→ **REQUEST**: Restate all the material verbatim, except for the pictures.

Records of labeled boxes
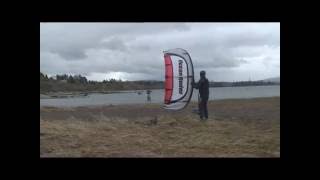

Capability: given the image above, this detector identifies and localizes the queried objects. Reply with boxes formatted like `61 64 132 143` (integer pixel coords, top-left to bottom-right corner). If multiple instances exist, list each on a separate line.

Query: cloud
40 23 280 80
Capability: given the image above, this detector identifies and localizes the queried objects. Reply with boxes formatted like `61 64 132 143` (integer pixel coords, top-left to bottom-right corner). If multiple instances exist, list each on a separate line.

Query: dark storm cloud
40 23 280 80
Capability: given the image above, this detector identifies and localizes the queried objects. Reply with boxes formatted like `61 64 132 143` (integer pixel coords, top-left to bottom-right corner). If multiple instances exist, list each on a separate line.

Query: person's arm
192 81 200 89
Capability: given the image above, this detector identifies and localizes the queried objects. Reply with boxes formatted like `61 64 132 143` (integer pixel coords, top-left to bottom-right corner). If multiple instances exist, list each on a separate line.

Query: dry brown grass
40 98 280 157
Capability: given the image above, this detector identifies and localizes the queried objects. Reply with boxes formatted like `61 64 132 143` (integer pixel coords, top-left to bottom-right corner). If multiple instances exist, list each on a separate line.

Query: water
40 86 280 107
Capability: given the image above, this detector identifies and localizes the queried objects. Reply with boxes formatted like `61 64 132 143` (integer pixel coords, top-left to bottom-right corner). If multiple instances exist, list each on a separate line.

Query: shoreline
40 97 280 157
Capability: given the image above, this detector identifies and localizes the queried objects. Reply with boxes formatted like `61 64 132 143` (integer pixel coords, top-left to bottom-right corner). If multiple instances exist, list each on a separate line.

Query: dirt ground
40 97 280 157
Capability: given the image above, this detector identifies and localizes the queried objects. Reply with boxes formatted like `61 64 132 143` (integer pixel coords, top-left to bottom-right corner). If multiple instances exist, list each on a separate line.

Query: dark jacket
193 77 209 101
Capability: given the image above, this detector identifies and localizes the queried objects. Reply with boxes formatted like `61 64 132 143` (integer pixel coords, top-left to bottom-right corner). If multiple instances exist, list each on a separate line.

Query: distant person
192 71 209 120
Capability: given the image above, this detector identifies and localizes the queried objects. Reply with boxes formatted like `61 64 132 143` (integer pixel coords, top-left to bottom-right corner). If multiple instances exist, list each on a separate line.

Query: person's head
200 71 206 78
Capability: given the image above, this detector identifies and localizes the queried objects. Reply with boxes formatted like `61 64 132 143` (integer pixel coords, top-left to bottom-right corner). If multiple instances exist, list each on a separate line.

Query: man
192 71 209 120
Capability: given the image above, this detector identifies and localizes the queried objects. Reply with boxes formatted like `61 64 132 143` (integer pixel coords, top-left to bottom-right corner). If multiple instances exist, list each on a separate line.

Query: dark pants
199 100 208 119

→ **WRITTEN ANSWER**:
Capability: given the image above, this detector identifies and localizes the queried objects. Reply with boxes formatted like `61 64 132 143` (integer pixel coords, top-left to bottom-right corner). If multiple instances exist, list each on a separate line.

Query: cloud
40 23 280 80
Capability: given the image above, this detector identifies and localizes the queried objects. Reply with boxes formatted like `61 64 132 143` (integer pixel coords, top-left to bottom-right corner). If multiple instances exist, list each on a separate line.

Query: dark storm cloud
40 23 280 80
Capability: given the image above, this detector identifies and localizes the queried objects. Reply with boxes formatted like `61 64 132 143` (integer pixel coords, top-left to bottom-right corner). If multiple instances exist, list each on a separate line.

Query: person's arm
192 81 200 89
Capability: given the image above, this detector identifies and localizes the queried objects. Reply with boxes formatted like `61 64 132 143` (integer pixel coords, top-left to bottom-right corner). If multiple instances exist, list each on a separate line.

Query: dry brown grass
40 98 280 157
Capability: given the image above, this detector identifies and localizes the queried objects. Reply with boxes formatted like `61 64 132 143` (integer pixel coords, top-left to bottom-right corner). If multiple instances exist, list each on a separate line.

Query: water
40 86 280 107
Capability: given the image above, this detector identifies and localizes the queried objects. Reply with boxes formatted like `61 64 132 143` (integer pixel coords, top-left to bottom-right corner). If multiple instances exist, list each on a separate line.

Query: shoreline
40 97 280 157
Capability: given the image above, this detector identifies and localizes the queried objects. Reply with boxes formatted like `61 64 132 143` (integer pixel coords, top-left to bottom-right corner). If multiple instances exist, list each on a separate line.

Query: dirt ground
40 97 280 157
Capability: given the image above, this detector identifies and localizes the queried objects. Reply with boxes formatted like `61 64 132 143` (integer pixel coords, top-left to bottom-right corner). If multiple instances exist, list each on a separate line.

Query: dark jacket
193 77 209 101
Capability: given the image above, this detector identifies and localizes the queried objects. Reply with boxes formatted like `61 64 132 143` (integer pixel coords, top-left to bottom-right corner). If multiple instances exist, list each on a separate line.

Query: distant person
192 71 209 120
Capability: given the image above, this detector identifies and localizes the queried objects. Reply with boxes formatted like `61 64 132 143` (integer pixel coords, top-left to bottom-right corner). If multiple instances exist, list each on a separate line.

Query: person's head
200 71 206 78
Capability: given the image above, this detector identifies and localizes the queried objects. Reply with boxes formatted like `61 64 132 143` (integer pixel coords, top-left to bottom-right corner). If multiple instances exist, list each on a separate line.

Query: man
192 71 209 120
Capability: given the image above, this detector identifies and localizes the queried objects. Reply with boxes formatted like `61 64 132 143` (integer pixel coords, top-left to bottom-right corner). If multiple instances exist, list each on a separate line.

Query: dark pants
199 100 208 119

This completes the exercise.